Entries from an annotation dataset
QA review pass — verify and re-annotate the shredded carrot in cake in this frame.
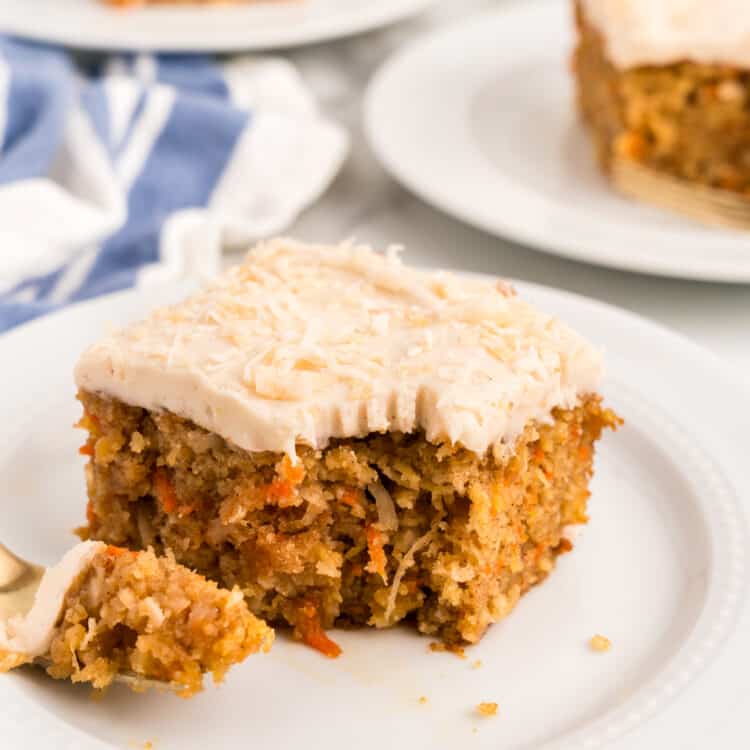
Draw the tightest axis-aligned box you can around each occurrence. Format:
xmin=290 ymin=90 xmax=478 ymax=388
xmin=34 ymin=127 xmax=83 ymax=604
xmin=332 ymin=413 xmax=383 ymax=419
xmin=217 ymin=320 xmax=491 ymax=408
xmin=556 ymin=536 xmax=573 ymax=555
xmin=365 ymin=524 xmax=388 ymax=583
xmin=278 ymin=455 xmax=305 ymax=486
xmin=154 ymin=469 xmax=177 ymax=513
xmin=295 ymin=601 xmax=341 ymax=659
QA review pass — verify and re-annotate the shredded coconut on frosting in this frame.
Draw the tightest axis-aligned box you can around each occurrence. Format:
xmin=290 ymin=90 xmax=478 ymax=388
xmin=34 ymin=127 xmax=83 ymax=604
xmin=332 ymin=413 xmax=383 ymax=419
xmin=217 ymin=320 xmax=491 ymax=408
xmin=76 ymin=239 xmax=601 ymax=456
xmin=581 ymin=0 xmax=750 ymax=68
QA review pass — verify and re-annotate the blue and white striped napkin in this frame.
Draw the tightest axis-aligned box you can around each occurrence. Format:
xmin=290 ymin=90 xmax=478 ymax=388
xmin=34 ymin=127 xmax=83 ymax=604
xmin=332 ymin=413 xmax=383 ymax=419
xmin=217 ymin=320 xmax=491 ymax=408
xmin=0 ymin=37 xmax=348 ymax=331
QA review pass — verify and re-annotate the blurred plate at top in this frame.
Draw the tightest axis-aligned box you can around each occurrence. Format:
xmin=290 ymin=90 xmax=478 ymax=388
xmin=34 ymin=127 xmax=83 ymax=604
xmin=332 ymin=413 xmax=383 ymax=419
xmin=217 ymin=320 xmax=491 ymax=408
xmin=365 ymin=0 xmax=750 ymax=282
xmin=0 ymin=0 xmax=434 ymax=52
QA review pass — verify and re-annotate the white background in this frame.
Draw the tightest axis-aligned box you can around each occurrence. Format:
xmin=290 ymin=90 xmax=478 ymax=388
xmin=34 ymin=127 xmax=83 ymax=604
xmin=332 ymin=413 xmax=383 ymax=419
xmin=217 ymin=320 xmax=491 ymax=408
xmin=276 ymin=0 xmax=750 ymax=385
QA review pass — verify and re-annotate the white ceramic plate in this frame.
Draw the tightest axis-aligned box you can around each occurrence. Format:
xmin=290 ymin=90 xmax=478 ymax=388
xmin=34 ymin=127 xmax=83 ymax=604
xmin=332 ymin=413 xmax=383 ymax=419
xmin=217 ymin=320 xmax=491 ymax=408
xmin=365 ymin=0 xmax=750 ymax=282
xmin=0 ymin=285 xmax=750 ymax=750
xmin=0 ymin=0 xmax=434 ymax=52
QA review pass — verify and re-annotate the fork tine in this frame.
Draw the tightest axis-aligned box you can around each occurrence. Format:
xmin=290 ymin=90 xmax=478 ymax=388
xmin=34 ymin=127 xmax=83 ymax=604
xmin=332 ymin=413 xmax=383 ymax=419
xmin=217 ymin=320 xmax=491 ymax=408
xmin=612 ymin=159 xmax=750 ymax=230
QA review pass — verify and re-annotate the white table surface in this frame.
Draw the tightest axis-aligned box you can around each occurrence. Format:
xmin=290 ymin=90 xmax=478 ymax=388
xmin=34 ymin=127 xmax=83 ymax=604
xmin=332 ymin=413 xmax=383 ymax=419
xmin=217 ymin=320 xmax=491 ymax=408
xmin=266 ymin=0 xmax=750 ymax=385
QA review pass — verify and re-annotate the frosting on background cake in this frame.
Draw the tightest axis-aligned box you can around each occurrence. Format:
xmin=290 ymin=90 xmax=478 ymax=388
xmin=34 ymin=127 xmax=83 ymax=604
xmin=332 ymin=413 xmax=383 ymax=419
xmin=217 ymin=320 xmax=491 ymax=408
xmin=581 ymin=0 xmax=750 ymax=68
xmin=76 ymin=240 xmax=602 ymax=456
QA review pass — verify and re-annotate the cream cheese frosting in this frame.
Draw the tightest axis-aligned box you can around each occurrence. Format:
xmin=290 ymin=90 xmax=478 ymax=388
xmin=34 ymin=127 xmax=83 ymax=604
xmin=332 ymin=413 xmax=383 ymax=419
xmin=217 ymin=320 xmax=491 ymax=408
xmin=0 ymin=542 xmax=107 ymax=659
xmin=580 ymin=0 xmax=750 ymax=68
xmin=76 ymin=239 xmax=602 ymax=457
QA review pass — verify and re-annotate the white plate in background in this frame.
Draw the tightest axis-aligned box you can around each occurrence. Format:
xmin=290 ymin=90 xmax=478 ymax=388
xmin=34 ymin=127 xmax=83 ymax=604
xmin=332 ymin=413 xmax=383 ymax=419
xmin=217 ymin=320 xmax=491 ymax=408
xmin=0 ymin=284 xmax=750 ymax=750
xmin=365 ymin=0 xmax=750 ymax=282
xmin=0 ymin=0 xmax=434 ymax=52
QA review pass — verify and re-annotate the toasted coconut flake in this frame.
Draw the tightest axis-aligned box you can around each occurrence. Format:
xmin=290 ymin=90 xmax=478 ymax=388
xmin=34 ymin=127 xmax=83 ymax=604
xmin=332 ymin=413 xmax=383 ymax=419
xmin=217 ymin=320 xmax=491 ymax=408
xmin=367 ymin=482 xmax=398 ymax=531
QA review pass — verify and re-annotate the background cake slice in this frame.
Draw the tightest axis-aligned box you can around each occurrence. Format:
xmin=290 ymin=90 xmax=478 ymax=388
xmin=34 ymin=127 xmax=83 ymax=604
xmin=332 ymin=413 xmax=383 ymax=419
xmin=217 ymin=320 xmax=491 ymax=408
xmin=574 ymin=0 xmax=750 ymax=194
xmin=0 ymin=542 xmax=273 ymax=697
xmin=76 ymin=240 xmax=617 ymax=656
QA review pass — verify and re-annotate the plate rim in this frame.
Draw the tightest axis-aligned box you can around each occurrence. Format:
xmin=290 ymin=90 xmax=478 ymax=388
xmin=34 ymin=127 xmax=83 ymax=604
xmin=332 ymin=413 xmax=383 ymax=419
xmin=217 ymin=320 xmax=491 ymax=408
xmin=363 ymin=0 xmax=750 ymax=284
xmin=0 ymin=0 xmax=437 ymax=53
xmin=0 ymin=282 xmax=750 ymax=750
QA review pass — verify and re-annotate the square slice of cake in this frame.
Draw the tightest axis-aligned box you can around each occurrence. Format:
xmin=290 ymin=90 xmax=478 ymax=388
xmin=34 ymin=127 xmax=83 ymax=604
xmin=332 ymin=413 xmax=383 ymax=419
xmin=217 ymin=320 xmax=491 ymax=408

Task instructions.
Output the lines of all items above as a JSON list of strings, one string per line and no strings for blank lines. Leave the pictures out.

Answer to this problem.
[
  "QA review pass — verify and re-annotate the shredded carrot in cake in this frame.",
  "Draw the tightest axis-aligned box you can around each occurrence. Format:",
  "xmin=290 ymin=90 xmax=478 ymax=388",
  "xmin=34 ymin=127 xmax=83 ymax=604",
  "xmin=332 ymin=413 xmax=383 ymax=419",
  "xmin=217 ymin=320 xmax=491 ymax=408",
  "xmin=556 ymin=536 xmax=573 ymax=555",
  "xmin=365 ymin=524 xmax=388 ymax=583",
  "xmin=278 ymin=455 xmax=305 ymax=486",
  "xmin=154 ymin=469 xmax=177 ymax=513",
  "xmin=295 ymin=601 xmax=341 ymax=659",
  "QA review pass — verify and re-annotate the shredded coconut on frosting in this frame.",
  "Draw the tightest axis-aligned box you can around each occurrence. Format:",
  "xmin=290 ymin=90 xmax=478 ymax=388",
  "xmin=34 ymin=127 xmax=83 ymax=604",
  "xmin=332 ymin=413 xmax=383 ymax=419",
  "xmin=217 ymin=320 xmax=491 ymax=408",
  "xmin=76 ymin=239 xmax=601 ymax=456",
  "xmin=581 ymin=0 xmax=750 ymax=68",
  "QA review pass — verify and re-annotate the blue and white striped napkin in this frame.",
  "Draw the tightest axis-aligned box you can around each occurrence. Format:",
  "xmin=290 ymin=90 xmax=478 ymax=388",
  "xmin=34 ymin=127 xmax=83 ymax=604",
  "xmin=332 ymin=413 xmax=383 ymax=419",
  "xmin=217 ymin=320 xmax=491 ymax=408",
  "xmin=0 ymin=37 xmax=348 ymax=331",
  "QA review pass — verify and re-annotate the blurred plate at top in this frame.",
  "Draw the tightest axis-aligned box you can around each occurrence. Format:",
  "xmin=290 ymin=90 xmax=478 ymax=388",
  "xmin=34 ymin=127 xmax=83 ymax=604",
  "xmin=332 ymin=413 xmax=383 ymax=419",
  "xmin=217 ymin=320 xmax=491 ymax=408",
  "xmin=365 ymin=0 xmax=750 ymax=282",
  "xmin=0 ymin=0 xmax=434 ymax=52",
  "QA review pass — verify and re-annotate the white background in this frame.",
  "Draw the tightest axis-aligned box you can around each occurrence. Format:",
  "xmin=290 ymin=90 xmax=478 ymax=388",
  "xmin=34 ymin=127 xmax=83 ymax=604",
  "xmin=332 ymin=413 xmax=383 ymax=419",
  "xmin=217 ymin=320 xmax=491 ymax=408",
  "xmin=276 ymin=0 xmax=750 ymax=385",
  "QA review pass — verify and re-annotate the white ceramic plate in this frame.",
  "Draw the tightest axis-aligned box you can around each occurrence. Format:",
  "xmin=290 ymin=90 xmax=478 ymax=388",
  "xmin=34 ymin=127 xmax=83 ymax=604",
  "xmin=332 ymin=413 xmax=383 ymax=419",
  "xmin=217 ymin=320 xmax=491 ymax=408",
  "xmin=365 ymin=0 xmax=750 ymax=282",
  "xmin=0 ymin=285 xmax=750 ymax=750",
  "xmin=0 ymin=0 xmax=434 ymax=52",
  "QA review pass — verify and re-annotate the fork tine in this frame.",
  "Draw the tightest axis-aligned box you can around each occurrence. Format:",
  "xmin=290 ymin=90 xmax=478 ymax=388",
  "xmin=34 ymin=127 xmax=83 ymax=604",
  "xmin=332 ymin=413 xmax=383 ymax=419",
  "xmin=217 ymin=320 xmax=491 ymax=408",
  "xmin=612 ymin=159 xmax=750 ymax=230",
  "QA review pass — verify and re-annotate the white table surface in this frame.",
  "Draw the tightest axis-aligned box you can around each occurrence. Format:",
  "xmin=290 ymin=90 xmax=478 ymax=388",
  "xmin=34 ymin=127 xmax=83 ymax=604",
  "xmin=332 ymin=413 xmax=383 ymax=419",
  "xmin=217 ymin=320 xmax=491 ymax=408",
  "xmin=266 ymin=0 xmax=750 ymax=385",
  "QA review pass — verify and re-annotate the frosting on background cake in this frame.",
  "Draw the tightest axis-aligned box you can around each occurrence. Format:",
  "xmin=290 ymin=90 xmax=478 ymax=388",
  "xmin=34 ymin=127 xmax=83 ymax=604",
  "xmin=332 ymin=413 xmax=383 ymax=419",
  "xmin=217 ymin=320 xmax=491 ymax=408",
  "xmin=581 ymin=0 xmax=750 ymax=68",
  "xmin=76 ymin=240 xmax=602 ymax=456",
  "QA review pass — verify and re-annotate the cream cheese frosting in this frame.",
  "Draw the tightest axis-aligned box you can around each occurrence. Format:",
  "xmin=290 ymin=90 xmax=478 ymax=388",
  "xmin=34 ymin=127 xmax=83 ymax=604",
  "xmin=332 ymin=413 xmax=383 ymax=419",
  "xmin=217 ymin=320 xmax=491 ymax=408",
  "xmin=0 ymin=542 xmax=107 ymax=659",
  "xmin=580 ymin=0 xmax=750 ymax=68",
  "xmin=76 ymin=239 xmax=602 ymax=457",
  "QA review pass — verify and re-annotate the white plate in background in this frame.",
  "Draw the tightest axis-aligned box you can around each occurrence. Format:",
  "xmin=290 ymin=90 xmax=478 ymax=388",
  "xmin=34 ymin=127 xmax=83 ymax=604",
  "xmin=332 ymin=413 xmax=383 ymax=419",
  "xmin=217 ymin=320 xmax=491 ymax=408",
  "xmin=0 ymin=284 xmax=750 ymax=750",
  "xmin=365 ymin=0 xmax=750 ymax=282",
  "xmin=0 ymin=0 xmax=434 ymax=52",
  "QA review pass — verify and re-annotate the toasted coconut flake in this frame.",
  "Draw the tightest axis-aligned box you can around each occurrence. Format:",
  "xmin=290 ymin=90 xmax=478 ymax=388",
  "xmin=34 ymin=127 xmax=83 ymax=604",
  "xmin=332 ymin=413 xmax=383 ymax=419",
  "xmin=217 ymin=320 xmax=491 ymax=408",
  "xmin=367 ymin=482 xmax=398 ymax=531",
  "QA review pass — verify and re-annotate the background cake slice in this frame.",
  "Draw the tightest axis-aligned box you can around each occurrence. Format:",
  "xmin=290 ymin=90 xmax=478 ymax=388",
  "xmin=34 ymin=127 xmax=83 ymax=604",
  "xmin=332 ymin=413 xmax=383 ymax=419",
  "xmin=217 ymin=320 xmax=491 ymax=408",
  "xmin=574 ymin=0 xmax=750 ymax=194",
  "xmin=0 ymin=542 xmax=273 ymax=697",
  "xmin=76 ymin=240 xmax=617 ymax=656",
  "QA review pass — verify and re-annotate the plate rim in this frame.",
  "Draw the tightest axis-aligned box you can around each occurrence. Format:",
  "xmin=290 ymin=90 xmax=478 ymax=388",
  "xmin=34 ymin=127 xmax=83 ymax=604",
  "xmin=332 ymin=413 xmax=383 ymax=419",
  "xmin=217 ymin=320 xmax=491 ymax=408",
  "xmin=363 ymin=0 xmax=750 ymax=284",
  "xmin=0 ymin=0 xmax=437 ymax=53",
  "xmin=0 ymin=282 xmax=750 ymax=750",
  "QA review pass — verify and re-annotate the square slice of cake in this frame.",
  "Draw the tightest axis-aligned box you can around each occurrence. Format:",
  "xmin=290 ymin=90 xmax=478 ymax=388",
  "xmin=34 ymin=127 xmax=83 ymax=604",
  "xmin=332 ymin=413 xmax=383 ymax=419",
  "xmin=217 ymin=320 xmax=491 ymax=408"
]